*Prompt*. Could you render all the rows below as a two-column CSV with the headers "instruction" and "points", one line per row, with each row's text and its answer in their own quoted fields and line breaks turned into spaces? Leave the pictures out.

*Supplied data*.
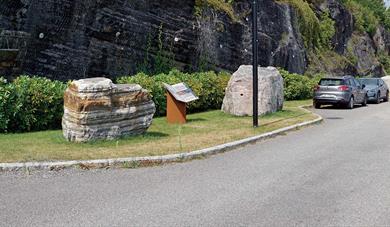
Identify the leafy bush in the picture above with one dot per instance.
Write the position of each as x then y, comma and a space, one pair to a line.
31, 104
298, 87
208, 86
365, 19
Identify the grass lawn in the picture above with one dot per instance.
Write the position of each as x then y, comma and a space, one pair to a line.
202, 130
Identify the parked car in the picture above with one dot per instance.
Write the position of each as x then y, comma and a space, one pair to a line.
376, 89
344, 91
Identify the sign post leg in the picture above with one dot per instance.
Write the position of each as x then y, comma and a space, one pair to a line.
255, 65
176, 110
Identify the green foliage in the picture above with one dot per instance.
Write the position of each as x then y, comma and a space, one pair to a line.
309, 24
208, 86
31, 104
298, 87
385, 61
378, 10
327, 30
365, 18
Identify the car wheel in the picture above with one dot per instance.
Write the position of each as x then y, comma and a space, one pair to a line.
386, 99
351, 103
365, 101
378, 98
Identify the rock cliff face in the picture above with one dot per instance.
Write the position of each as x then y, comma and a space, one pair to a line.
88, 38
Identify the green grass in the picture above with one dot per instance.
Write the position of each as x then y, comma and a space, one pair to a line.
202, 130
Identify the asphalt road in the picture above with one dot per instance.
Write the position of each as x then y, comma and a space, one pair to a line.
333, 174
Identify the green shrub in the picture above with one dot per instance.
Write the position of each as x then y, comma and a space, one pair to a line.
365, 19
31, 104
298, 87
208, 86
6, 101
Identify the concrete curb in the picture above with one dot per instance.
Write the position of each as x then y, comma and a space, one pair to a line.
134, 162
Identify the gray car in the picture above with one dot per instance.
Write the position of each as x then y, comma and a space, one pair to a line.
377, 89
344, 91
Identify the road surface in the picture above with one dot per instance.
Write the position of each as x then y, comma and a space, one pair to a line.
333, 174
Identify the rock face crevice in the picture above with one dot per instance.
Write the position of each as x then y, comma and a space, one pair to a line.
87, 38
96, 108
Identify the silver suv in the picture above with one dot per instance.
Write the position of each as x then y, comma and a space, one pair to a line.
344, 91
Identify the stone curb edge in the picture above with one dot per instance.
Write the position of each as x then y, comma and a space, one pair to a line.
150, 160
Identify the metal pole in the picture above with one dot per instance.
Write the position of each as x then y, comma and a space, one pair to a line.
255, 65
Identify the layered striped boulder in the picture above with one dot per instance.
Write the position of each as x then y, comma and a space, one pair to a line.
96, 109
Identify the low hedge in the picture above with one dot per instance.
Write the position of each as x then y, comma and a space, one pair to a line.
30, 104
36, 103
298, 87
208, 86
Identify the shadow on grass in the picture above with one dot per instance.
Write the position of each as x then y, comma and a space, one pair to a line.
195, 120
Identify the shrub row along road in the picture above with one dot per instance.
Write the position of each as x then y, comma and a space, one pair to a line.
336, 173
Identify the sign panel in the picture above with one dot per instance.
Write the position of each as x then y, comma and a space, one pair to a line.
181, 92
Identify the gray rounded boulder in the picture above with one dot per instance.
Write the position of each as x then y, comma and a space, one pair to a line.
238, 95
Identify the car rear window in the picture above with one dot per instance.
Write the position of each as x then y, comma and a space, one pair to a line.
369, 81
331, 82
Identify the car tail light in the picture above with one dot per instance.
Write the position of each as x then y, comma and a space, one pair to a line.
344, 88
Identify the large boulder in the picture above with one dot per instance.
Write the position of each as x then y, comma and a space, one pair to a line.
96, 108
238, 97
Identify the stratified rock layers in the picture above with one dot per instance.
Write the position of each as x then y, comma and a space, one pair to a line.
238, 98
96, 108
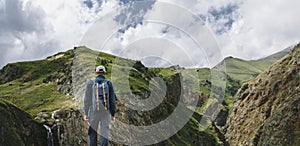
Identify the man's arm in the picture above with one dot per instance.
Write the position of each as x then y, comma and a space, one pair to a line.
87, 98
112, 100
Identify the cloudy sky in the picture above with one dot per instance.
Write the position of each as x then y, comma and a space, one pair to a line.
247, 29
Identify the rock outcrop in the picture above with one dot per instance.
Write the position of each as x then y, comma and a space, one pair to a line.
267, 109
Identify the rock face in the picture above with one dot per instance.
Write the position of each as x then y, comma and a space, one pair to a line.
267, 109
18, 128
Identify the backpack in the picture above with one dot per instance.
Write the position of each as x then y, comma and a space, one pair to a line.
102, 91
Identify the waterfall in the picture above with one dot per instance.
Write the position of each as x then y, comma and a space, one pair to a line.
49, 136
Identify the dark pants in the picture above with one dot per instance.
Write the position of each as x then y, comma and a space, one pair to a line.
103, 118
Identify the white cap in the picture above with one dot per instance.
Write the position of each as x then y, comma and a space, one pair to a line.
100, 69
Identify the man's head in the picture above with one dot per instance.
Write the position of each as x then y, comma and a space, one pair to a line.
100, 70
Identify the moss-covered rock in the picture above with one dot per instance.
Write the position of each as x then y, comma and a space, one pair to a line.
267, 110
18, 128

*Written solution*.
instruction,points
"Identify the leafy bush in the picture above with one dot per instance. Write the position of each as x then y, comma and a space, one pair to a line.","31, 104 298, 87 208, 86 365, 19"
"Identify the grass lawn in the picture above with one dot per instance. Write the position of each as x then y, comma and a space, one pair to a line.","202, 130"
"Identify the parked car in the picture above with one dot per instance. Write the position of each as x then y, comma and a space, one pair to a line.","376, 89 344, 91"
"Identify the sign post leg in the picture above with one dot per instance. Write the position of each as x then y, comma and a space, one pair to a line.","255, 65 176, 110"
"Identify the green foliage in the picture above with one dot per instance. Write the position of each as x then y, comma and a space, one pair to a line.","309, 24 208, 86 31, 104 298, 87 385, 61 378, 10 327, 30 365, 18"
"Identify the car wheel in the picture above with one dot per instance. Write the position of each as x then y, comma and a space, one pair to a line.","386, 99 351, 103 365, 101 378, 98"
"Identify the rock cliff face in the picture above with one dot per instance. Write the position of each as x then y, comma and a space, one pair to a line.","88, 38"
"Identify the green grass in the picture above with one dot per instance. Write the position of each as x then y, comma and a space, one pair to a line.","202, 130"
"Identify the asphalt road in the picture above with one dot per instance. Write the position of each as x then y, comma and a space, one pair to a line.","333, 174"
"Identify the green shrub in the picture above with one dot per instance. Write the position of each as x then y, comma and a space, one pair to a line.","365, 19 31, 104 298, 87 208, 86 6, 101"
"Identify the concrete curb in the picture above with one dot per instance. Write the position of each as x then y, comma and a space, one pair to a line.","134, 162"
"Identify the gray car in the picture above with one dot per instance. Write the position of each as x then y, comma and a space, one pair to a line.","377, 89 344, 91"
"Identify the road surface in the picture above with one dot per instance. Write the position of each as x then y, comma and a space, one pair to a line.","333, 174"
"Identify the rock face crevice in the picture above with one dot per instance. Write the position of each as x then y, comma and a space, one pair to a line.","87, 38 96, 108"
"Identify the silver suv in the picture above with one dot per instance. Write the position of each as x then y, comma and a space, one pair to a line.","344, 91"
"Identify the stone curb edge in the picture above with one dot per instance. Write the position of each as x then y, comma and a space, one pair to a line.","150, 160"
"Identify the metal pole in the picture above with one dot per instance. Write the position of each as x then y, comma and a space, one pair to a line.","255, 65"
"Identify the layered striped boulder in the picture above with one dot per instance. Write the position of each as x then y, comma and a space, one pair to a line.","96, 109"
"Identify the low hedge in the picture above with one dot per instance. Write the position of each as x then y, comma and a space, one pair to a line.","30, 104 36, 103 298, 87 208, 86"
"Identify the shadow on grass in the picture above with one dot per instance. Write the position of each as x then y, comma and a space, one pair to a line.","195, 120"
"Identify the shrub row along road in the picture above with one dot per instance. Write the position of each as x then y, comma and a space, one pair to a line.","336, 173"
"Identify the sign panel in the picture above with one dot per instance. Write the position of each as x then y, comma and a space, one pair to a line.","181, 92"
"Identify the gray rounded boulder in the picture above with one dot per instance. Write the position of each as x then y, comma and a space, one pair to a line.","238, 95"
"Identify the car rear window in the picture above with one dot per instance. Write the position of each as x then y, comma and a space, one pair to a line.","369, 81 331, 82"
"Identify the car tail light in the picture above with one dot per instance. Write the position of each as x then y, comma and a space, one pair to a line.","344, 88"
"Identify the large boulder in the picture above with one dot per instance. Write the position of each as x then y, comma and a space, one pair to a line.","96, 108 238, 97"
"Identify the stratified rock layers in the picture above with one dot per instance. Write the position of each as x then y, comma and a space, one pair to a line.","238, 98 96, 108"
"Identify the man's arm in the picture above with one dot per instance. Write the position of each as x then y, comma and a space, one pair to a line.","87, 98 112, 100"
"Identify the cloudy sky in the picture above with one dot per instance. Write the position of each as x then y, comma and a space, one pair to a line.","247, 29"
"Identify the rock outcrop in the picture above with one dot per instance. Write the position of each as x then y, comma and a space, one pair to a line.","267, 109"
"Identify the rock face in the picture above with one dot per instance. Write the position of each as x then y, comma and a space, one pair to a line.","267, 109 18, 128"
"Identify the backpack in the picture above with one dot per instance. Write the position of each as x then y, comma and a space, one pair to a line.","102, 91"
"Identify the waterfall in the picture above with one dot per instance. Write the position of each as x then y, comma and a space, one pair to a line.","49, 136"
"Identify the dark pants in the picture above with one dot per instance. Write the position of each as x then y, comma and a space, one pair to a line.","103, 118"
"Identify the white cap in the picture above with one dot per instance. Write the position of each as x then y, comma and a space, one pair to a line.","100, 69"
"Identify the man's head in the picture above with one dot per instance. Write the position of each as x then y, comma and a space, one pair to a line.","100, 70"
"Identify the moss-covered rock in the picture above with one dot per instance. Write the position of each as x then y, comma and a space, one pair to a line.","267, 110 18, 128"